- WHAT TO PRODUCE
Please restate each entry that appears below word for word, without its pictures.

Content starts

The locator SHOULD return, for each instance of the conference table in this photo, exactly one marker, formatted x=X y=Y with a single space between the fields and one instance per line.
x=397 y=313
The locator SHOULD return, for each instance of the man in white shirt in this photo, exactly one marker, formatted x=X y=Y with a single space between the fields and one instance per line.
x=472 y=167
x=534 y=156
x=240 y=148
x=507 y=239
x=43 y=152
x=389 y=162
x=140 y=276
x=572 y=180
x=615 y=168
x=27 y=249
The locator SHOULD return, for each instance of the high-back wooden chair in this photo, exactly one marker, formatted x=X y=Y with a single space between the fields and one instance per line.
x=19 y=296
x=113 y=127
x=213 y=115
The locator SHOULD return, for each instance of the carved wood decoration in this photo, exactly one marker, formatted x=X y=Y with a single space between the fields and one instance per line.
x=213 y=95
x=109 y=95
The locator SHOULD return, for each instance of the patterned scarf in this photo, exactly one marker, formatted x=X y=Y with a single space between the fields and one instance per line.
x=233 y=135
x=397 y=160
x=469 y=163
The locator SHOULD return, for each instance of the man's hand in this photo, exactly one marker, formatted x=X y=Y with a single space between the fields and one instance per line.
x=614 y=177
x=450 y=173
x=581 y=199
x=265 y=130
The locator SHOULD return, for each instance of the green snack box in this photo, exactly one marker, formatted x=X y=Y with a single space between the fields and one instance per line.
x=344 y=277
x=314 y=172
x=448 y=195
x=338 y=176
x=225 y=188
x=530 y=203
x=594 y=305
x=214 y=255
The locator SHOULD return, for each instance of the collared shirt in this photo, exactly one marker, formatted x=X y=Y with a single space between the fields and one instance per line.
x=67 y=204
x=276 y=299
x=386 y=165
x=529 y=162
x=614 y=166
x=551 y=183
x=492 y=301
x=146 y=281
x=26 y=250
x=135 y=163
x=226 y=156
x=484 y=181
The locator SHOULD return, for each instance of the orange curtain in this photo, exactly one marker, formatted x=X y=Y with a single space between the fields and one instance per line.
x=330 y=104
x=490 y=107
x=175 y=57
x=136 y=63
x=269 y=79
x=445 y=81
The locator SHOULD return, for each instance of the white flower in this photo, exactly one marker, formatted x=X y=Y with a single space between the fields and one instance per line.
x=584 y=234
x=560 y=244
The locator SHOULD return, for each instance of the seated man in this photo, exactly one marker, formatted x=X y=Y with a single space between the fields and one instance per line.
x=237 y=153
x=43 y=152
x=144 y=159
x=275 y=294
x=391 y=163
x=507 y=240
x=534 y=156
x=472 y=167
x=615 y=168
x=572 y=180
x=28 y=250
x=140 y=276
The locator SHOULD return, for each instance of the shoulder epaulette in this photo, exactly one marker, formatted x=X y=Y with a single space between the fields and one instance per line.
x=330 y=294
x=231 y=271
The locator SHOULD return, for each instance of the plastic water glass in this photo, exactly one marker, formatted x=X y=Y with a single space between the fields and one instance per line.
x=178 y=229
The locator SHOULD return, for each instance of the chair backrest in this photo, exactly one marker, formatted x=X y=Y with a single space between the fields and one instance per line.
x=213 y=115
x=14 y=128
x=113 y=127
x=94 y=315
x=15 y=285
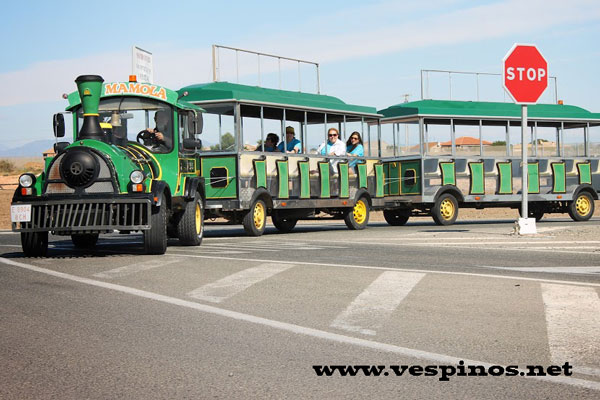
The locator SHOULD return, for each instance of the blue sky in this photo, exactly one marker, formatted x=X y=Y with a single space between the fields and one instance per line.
x=370 y=53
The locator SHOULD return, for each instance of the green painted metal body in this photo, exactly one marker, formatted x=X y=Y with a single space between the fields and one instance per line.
x=220 y=175
x=560 y=177
x=448 y=173
x=584 y=170
x=304 y=169
x=284 y=178
x=325 y=181
x=505 y=180
x=533 y=177
x=477 y=178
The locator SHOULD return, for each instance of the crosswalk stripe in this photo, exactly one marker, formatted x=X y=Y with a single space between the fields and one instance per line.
x=573 y=323
x=558 y=270
x=134 y=268
x=231 y=285
x=375 y=304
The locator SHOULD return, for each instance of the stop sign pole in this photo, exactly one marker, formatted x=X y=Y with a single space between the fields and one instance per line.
x=525 y=78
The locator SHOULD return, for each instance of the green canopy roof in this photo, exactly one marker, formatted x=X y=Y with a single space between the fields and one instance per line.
x=486 y=110
x=221 y=91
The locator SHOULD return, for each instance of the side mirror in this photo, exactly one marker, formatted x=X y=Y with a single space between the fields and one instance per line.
x=195 y=123
x=58 y=125
x=192 y=144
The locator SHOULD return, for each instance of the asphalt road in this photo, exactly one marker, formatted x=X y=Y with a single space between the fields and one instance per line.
x=242 y=317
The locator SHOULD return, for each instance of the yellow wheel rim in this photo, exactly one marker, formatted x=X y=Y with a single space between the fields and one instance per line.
x=198 y=218
x=259 y=215
x=583 y=205
x=360 y=212
x=447 y=209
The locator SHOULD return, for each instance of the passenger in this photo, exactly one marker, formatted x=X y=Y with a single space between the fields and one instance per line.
x=163 y=139
x=332 y=147
x=354 y=148
x=293 y=144
x=270 y=143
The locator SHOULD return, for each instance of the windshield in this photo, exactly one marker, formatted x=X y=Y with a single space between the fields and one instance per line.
x=131 y=119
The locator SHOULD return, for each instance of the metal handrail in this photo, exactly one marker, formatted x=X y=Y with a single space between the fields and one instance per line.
x=425 y=90
x=217 y=64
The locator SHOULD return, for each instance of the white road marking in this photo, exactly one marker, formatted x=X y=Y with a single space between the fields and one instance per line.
x=135 y=268
x=296 y=329
x=231 y=285
x=573 y=323
x=204 y=250
x=236 y=247
x=389 y=269
x=558 y=270
x=376 y=303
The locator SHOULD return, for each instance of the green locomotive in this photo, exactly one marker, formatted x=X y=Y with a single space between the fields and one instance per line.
x=118 y=173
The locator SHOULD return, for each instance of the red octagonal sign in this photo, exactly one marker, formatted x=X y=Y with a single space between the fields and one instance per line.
x=525 y=73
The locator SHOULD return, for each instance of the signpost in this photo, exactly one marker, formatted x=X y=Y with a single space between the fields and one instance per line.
x=141 y=65
x=525 y=77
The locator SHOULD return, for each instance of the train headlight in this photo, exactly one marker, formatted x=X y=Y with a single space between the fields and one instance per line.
x=136 y=177
x=26 y=180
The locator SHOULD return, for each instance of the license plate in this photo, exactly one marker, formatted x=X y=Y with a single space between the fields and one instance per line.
x=20 y=213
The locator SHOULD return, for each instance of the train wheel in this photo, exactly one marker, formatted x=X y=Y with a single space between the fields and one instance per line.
x=445 y=210
x=358 y=217
x=256 y=219
x=395 y=217
x=282 y=223
x=582 y=207
x=155 y=238
x=84 y=240
x=190 y=227
x=34 y=244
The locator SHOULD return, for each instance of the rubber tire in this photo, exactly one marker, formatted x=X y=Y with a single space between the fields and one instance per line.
x=283 y=224
x=84 y=240
x=249 y=224
x=350 y=219
x=187 y=228
x=436 y=212
x=395 y=217
x=572 y=207
x=155 y=238
x=34 y=244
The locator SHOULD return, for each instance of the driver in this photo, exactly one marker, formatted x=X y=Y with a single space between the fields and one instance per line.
x=160 y=135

Content ends

- RESPONSE BOX
The locator SHOULD return, for each instance of the conference table in this photo, exactly one marker, formatted x=X y=Y with a single space between the fields and one instance per line.
x=397 y=313
The locator SHOULD return, for each instance of the man in white shirt in this photo, exactly one marker, formatted x=X y=Y with a single space between the fields and one instance per line.
x=472 y=167
x=534 y=156
x=240 y=148
x=507 y=239
x=43 y=152
x=389 y=162
x=140 y=276
x=572 y=180
x=615 y=168
x=27 y=249
The locator SHOULD return, for each instance of the high-back wooden chair in this photo, exactly one marker, formatted x=X y=Y with a single space between the fields and one instance per line.
x=19 y=296
x=113 y=127
x=213 y=115
The locator SHOULD return, for each instance of the carved wood decoration in this photo, exactly one marker, formatted x=X y=Y with a single space between the fields and one instance per line.
x=213 y=95
x=109 y=95
The locator SHOULD return, for each instance of the patterned scarf in this photo, exactly one marker, formatted x=X y=Y with a single space between the fields and one instance per line.
x=233 y=135
x=397 y=160
x=469 y=163
The locator SHOULD return, for each instance of the man's hand in this photo, exactly one marker, formatted x=X y=Y with a single space between the fields and one instance per line.
x=614 y=177
x=450 y=173
x=581 y=199
x=265 y=130
The locator SHOULD return, for each instance of the green snack box in this photo, exactly one marker, formatted x=X y=Y with a single space between the fields and one instance per line.
x=344 y=277
x=314 y=172
x=448 y=195
x=338 y=176
x=225 y=188
x=530 y=203
x=594 y=305
x=214 y=255
The locator SHOULD return, for each instance of the collared shirt in this photo, exactly one marker, formatted x=X y=Y with a single space between the fields and one instance per line.
x=67 y=204
x=276 y=299
x=386 y=165
x=529 y=162
x=614 y=166
x=551 y=183
x=492 y=301
x=146 y=281
x=26 y=250
x=135 y=163
x=226 y=156
x=484 y=181
The locator SHOULD return, for each instance of the orange curtain in this photo, exactly one marker, formatted x=X y=Y with a single space between the fields and one instance per line.
x=330 y=104
x=490 y=107
x=175 y=57
x=136 y=63
x=269 y=79
x=445 y=81
The locator SHOULD return, for each instance of the white flower in this photo, exactly one marker, formatted x=X y=Y with a single space between the fields and one instance per line.
x=584 y=234
x=560 y=244
The locator SHOULD return, for each instance of the seated man in this photo, exactly one marker, formatted x=X y=Y with a single space between the fields and one instance per line.
x=237 y=153
x=43 y=152
x=144 y=159
x=275 y=294
x=391 y=163
x=507 y=240
x=534 y=156
x=472 y=167
x=615 y=168
x=572 y=180
x=28 y=250
x=140 y=276
The locator SHOULD return, for each instance of the shoulder epaulette in this photo, exactly one marker, formatted x=X y=Y with a single space between the fields and one instance per line.
x=330 y=294
x=231 y=271
The locator SHOULD return, for each instance of the plastic water glass in this photo, exactly one marker, formatted x=X y=Y with a single space between the fields and one instance per line.
x=178 y=229
The locator SHOULD return, for each instance of the chair backrest in this photo, exactly one marker, formatted x=X y=Y with a single space between the fields and one instance per line.
x=213 y=115
x=14 y=128
x=113 y=127
x=94 y=315
x=15 y=285
The locator SHOULD return, for each instance of the blue sky in this photo, exactly one marker, formatted x=X y=Y with a single space between the fields and one instance per line.
x=370 y=53
The locator SHOULD return, for each instance of the green painted metal body in this photo, exactly one marker, formatted x=X y=Y with a single space between the fields and one instance per line.
x=220 y=175
x=560 y=177
x=448 y=173
x=584 y=170
x=304 y=169
x=284 y=178
x=325 y=181
x=505 y=180
x=533 y=177
x=477 y=178
The locator SHOULD return, for each instance of the crosswalk stripe in this photo, exactly one marker, formatted x=X y=Y with a single space between the fields and one instance per line.
x=573 y=323
x=558 y=270
x=134 y=268
x=231 y=285
x=375 y=304
The locator SHOULD return, for each instance of the stop sign pole in this photo, exactly one marker, formatted x=X y=Y with a single space between the fields and one instance per line.
x=525 y=78
The locator SHOULD return, for each instance of the green canopy roof in this photo, exactly one marker, formatted x=X y=Y with a single space between the fields and one instance per line.
x=486 y=110
x=221 y=91
The locator SHOULD return, for each instance of the side mirror in this photo, exactly one marker, formatted x=X y=Y with a single space between the fields and one instance per line.
x=195 y=123
x=58 y=125
x=192 y=144
The locator SHOULD return, for each instance of the asphalt road in this photo, exactly one marker, formatted x=X y=Y with a single space between the fields and one instance per line.
x=242 y=317
The locator SHOULD return, for each instance of the yellow wheel rim in this photo, exactly one marker, formatted x=X y=Y with a single space between the fields and one instance per line.
x=198 y=218
x=259 y=215
x=583 y=205
x=360 y=212
x=447 y=209
The locator SHOULD return, for each instance of the passenger in this photo, exactly one marker, formatted x=X y=Y with a single space between the fields and one instance per line.
x=163 y=139
x=332 y=147
x=354 y=148
x=293 y=144
x=270 y=143
The locator SHOULD return, for each instance of the windshield in this photo, exactly one marker, formatted x=X y=Y with a single space between the fields and one instance per line.
x=131 y=119
The locator SHOULD return, for each instance of the metal handrail in this photo, exactly one marker, formatted x=X y=Y with a single space between the fields and one instance per line.
x=425 y=90
x=217 y=64
The locator SHOULD return, for each instance of the white road marking in this photo, exactly one marker, formatted x=X y=Y with a single space between the fields and one instance per line.
x=135 y=268
x=296 y=329
x=231 y=285
x=573 y=323
x=204 y=250
x=236 y=247
x=389 y=269
x=558 y=270
x=376 y=303
The locator SHOULD return, for each instance of the green locomotive in this photo, exactly one marker, formatted x=X y=Y with a single space between the fields and one instance per line.
x=118 y=173
The locator SHOULD return, for each instance of the red octagonal sign in this photo, exactly one marker, formatted x=X y=Y with a single space between the fields and one instance per line.
x=525 y=73
The locator SHOULD return, for each instance of the signpost in this photo, exactly one marker, formatted x=X y=Y with a single space between the fields and one instance per line.
x=141 y=65
x=525 y=77
The locator SHOULD return, for each instance of the train headlight in this photo, exactly one marker, formatted x=X y=Y with a single space between the fields and one instance per line.
x=136 y=177
x=26 y=180
The locator SHOULD return, for each instance of the license plate in this photo, exactly one marker, formatted x=X y=Y with a single space between the fields and one instance per line.
x=20 y=213
The locator SHOULD return, for each instance of the train wheel in this photo, exactly one marker, formatted x=X y=Y with a single space between the fields and one instance per line.
x=445 y=210
x=358 y=217
x=256 y=219
x=395 y=217
x=282 y=223
x=582 y=207
x=155 y=238
x=84 y=240
x=190 y=227
x=34 y=244
The locator SHOULD return, for each instance of the rubber tire in this photo, exactly one marker, formatted x=X y=Y with a single space between the fields and one instance per line.
x=283 y=224
x=84 y=240
x=249 y=224
x=350 y=219
x=187 y=228
x=436 y=212
x=395 y=217
x=572 y=207
x=155 y=238
x=34 y=244
The locator SHOULD return, for each instance of the driver in this photo, exactly one marker, formatted x=X y=Y with a single space between the fields and one instance per line.
x=160 y=135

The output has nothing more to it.